EXERCISE GOAL → This exercise calls for every record to be set down exactly.

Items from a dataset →
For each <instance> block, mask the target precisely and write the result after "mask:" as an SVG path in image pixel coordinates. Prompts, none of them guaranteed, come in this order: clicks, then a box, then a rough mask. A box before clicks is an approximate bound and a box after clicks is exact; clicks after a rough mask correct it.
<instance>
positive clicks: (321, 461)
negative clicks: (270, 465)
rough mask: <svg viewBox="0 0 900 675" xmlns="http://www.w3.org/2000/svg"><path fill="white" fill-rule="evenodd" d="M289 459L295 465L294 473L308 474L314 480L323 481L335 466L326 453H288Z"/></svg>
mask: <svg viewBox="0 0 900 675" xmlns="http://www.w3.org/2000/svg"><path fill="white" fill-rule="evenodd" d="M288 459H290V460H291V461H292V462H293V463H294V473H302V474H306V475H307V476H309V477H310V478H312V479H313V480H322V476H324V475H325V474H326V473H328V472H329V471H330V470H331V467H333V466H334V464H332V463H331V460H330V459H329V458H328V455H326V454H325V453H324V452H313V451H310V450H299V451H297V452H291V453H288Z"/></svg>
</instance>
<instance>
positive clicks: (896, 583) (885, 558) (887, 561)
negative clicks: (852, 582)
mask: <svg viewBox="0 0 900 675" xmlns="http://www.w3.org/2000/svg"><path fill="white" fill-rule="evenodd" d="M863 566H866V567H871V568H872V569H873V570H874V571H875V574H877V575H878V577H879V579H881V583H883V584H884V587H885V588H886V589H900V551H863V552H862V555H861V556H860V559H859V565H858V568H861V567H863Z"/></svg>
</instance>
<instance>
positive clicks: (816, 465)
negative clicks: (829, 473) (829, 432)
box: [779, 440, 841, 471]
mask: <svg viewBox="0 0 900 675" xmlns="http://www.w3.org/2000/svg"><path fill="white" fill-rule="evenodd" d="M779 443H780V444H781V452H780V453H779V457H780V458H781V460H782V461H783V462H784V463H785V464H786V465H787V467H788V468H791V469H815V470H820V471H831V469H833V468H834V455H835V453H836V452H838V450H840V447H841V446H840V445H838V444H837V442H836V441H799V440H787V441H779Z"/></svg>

SOLUTION BELOW →
For each <instance> block, mask the target precisely and write the result after "mask:" as an SVG path in image pixel coordinates. Prompts, none of them guaranteed, come in this order: clicks, then a box, then a rough mask. A box before clicks is an approximate bound and a box after clicks is exact; clicks after a rough mask correct it.
<instance>
positive clicks: (321, 461)
negative clicks: (270, 465)
rough mask: <svg viewBox="0 0 900 675" xmlns="http://www.w3.org/2000/svg"><path fill="white" fill-rule="evenodd" d="M289 459L295 465L294 473L308 474L314 480L323 481L335 466L326 453H288Z"/></svg>
mask: <svg viewBox="0 0 900 675" xmlns="http://www.w3.org/2000/svg"><path fill="white" fill-rule="evenodd" d="M288 459H290V460H291V461H292V462H293V463H294V473H302V474H306V475H307V476H309V477H310V478H312V479H313V480H322V476H324V475H325V474H326V473H328V472H329V471H330V470H331V467H333V466H334V464H332V463H331V460H330V459H329V458H328V455H326V454H325V453H324V452H313V451H310V450H299V451H297V452H291V453H288Z"/></svg>
</instance>
<instance>
positive clicks: (896, 583) (885, 558) (887, 561)
negative clicks: (852, 582)
mask: <svg viewBox="0 0 900 675" xmlns="http://www.w3.org/2000/svg"><path fill="white" fill-rule="evenodd" d="M863 566H866V567H871V568H872V569H873V570H874V571H875V574H877V575H878V577H879V579H881V583H883V584H884V587H885V588H886V589H900V551H863V552H862V555H861V556H860V559H859V565H858V568H861V567H863Z"/></svg>
</instance>
<instance>
positive clicks: (816, 465)
negative clicks: (829, 473) (829, 432)
box: [779, 440, 841, 471]
mask: <svg viewBox="0 0 900 675" xmlns="http://www.w3.org/2000/svg"><path fill="white" fill-rule="evenodd" d="M779 443H780V444H781V452H780V453H779V457H780V458H781V460H782V461H783V462H784V463H785V464H786V465H787V467H788V468H791V469H815V470H820V471H831V469H833V468H834V455H835V453H836V452H838V450H840V447H841V446H840V445H838V444H837V442H836V441H799V440H787V441H779Z"/></svg>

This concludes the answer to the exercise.